** START Passage **
Scientists bring Saturn to Melbourne

September marks the end of one of NASA’s most ambitious and successful space missions, but its legacy will live on in Melbourne thanks to the efforts of La Trobe University space scientists.

Inspired by the Cassini orbiter’s exploration mission to Saturn and its icy moons, La Trobe astrochemist Courtney Ennis and PhD student Rebecca Auchettl have used mission data to recreate distant solar system environments in the lab.

Around 1.2 billion kilometres from the ringed planet, at the Australian Synchrotron, the team has concocted a noxious mix of hydrocarbons and cyanides inside a specialised gas cell to simulate the inhospitable atmosphere of Saturn’s largest moon, Titan.

“Titan’s current atmosphere is thought to be somewhat reminiscent of a primitive, lifeless Earth,” Dr Ennis said.
** END Passage **
◆ Work required ◆
Rewrite the Saturn article between "Scientists bring Saturn" and "largest moon, Titan.", inclusive, replacing "noxious" with "toxic".
** START Given entries **
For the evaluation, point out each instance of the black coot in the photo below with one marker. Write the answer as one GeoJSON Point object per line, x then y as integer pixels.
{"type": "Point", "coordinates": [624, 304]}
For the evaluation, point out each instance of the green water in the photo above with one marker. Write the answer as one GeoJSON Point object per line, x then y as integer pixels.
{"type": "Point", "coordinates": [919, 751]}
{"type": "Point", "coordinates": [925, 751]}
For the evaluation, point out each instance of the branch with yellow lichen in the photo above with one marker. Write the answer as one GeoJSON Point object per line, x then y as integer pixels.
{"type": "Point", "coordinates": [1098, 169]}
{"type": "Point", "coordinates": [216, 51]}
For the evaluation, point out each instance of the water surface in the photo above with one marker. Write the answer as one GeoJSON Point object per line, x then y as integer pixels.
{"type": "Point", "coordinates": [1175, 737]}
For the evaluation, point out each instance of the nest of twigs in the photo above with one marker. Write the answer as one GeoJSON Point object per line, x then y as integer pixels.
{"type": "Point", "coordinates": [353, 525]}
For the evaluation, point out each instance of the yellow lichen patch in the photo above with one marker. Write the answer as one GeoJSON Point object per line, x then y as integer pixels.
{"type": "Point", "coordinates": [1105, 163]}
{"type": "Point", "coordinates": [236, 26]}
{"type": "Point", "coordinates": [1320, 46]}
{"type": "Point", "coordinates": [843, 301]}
** END Given entries **
** START Given entries **
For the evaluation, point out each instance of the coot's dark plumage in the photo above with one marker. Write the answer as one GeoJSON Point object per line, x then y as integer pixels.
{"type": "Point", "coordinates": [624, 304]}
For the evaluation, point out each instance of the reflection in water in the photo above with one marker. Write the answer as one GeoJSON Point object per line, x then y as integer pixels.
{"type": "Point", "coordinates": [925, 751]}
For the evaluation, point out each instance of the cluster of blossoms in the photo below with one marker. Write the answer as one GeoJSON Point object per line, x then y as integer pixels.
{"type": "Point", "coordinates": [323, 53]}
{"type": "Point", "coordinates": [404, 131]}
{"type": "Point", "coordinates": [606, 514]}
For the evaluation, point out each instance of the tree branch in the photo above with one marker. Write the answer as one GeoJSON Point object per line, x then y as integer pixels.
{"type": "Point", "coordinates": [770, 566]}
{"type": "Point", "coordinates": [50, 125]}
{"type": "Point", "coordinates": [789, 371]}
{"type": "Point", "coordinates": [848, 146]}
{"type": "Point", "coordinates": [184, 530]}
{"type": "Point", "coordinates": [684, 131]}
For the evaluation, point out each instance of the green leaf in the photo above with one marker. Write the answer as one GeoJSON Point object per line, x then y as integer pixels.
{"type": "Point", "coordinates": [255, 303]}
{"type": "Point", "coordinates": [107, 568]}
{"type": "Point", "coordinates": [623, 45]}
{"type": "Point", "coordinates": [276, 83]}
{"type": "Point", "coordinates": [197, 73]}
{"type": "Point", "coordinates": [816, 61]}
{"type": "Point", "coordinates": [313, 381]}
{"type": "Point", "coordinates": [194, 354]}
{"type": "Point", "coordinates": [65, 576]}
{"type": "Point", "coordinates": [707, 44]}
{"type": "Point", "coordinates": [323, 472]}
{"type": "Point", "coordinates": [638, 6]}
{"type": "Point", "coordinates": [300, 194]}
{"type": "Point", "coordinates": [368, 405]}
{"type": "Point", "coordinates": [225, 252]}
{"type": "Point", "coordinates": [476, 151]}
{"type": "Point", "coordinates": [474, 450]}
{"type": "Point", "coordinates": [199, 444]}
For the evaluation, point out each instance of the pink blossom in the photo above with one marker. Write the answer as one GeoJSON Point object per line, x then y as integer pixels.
** END Given entries **
◆ Finished task ◆
Scientists bring Saturn to Melbourne

September marks the end of one of NASA’s most ambitious and successful space missions, but its legacy will live on in Melbourne thanks to the efforts of La Trobe University space scientists.

Inspired by the Cassini orbiter’s exploration mission to Saturn and its icy moons, La Trobe astrochemist Courtney Ennis and PhD student Rebecca Auchettl have used mission data to recreate distant solar system environments in the lab.

Around 1.2 billion kilometres from the ringed planet, at the Australian Synchrotron, the team has concocted a toxic mix of hydrocarbons and cyanides inside a specialised gas cell to simulate the inhospitable atmosphere of Saturn’s largest moon, Titan.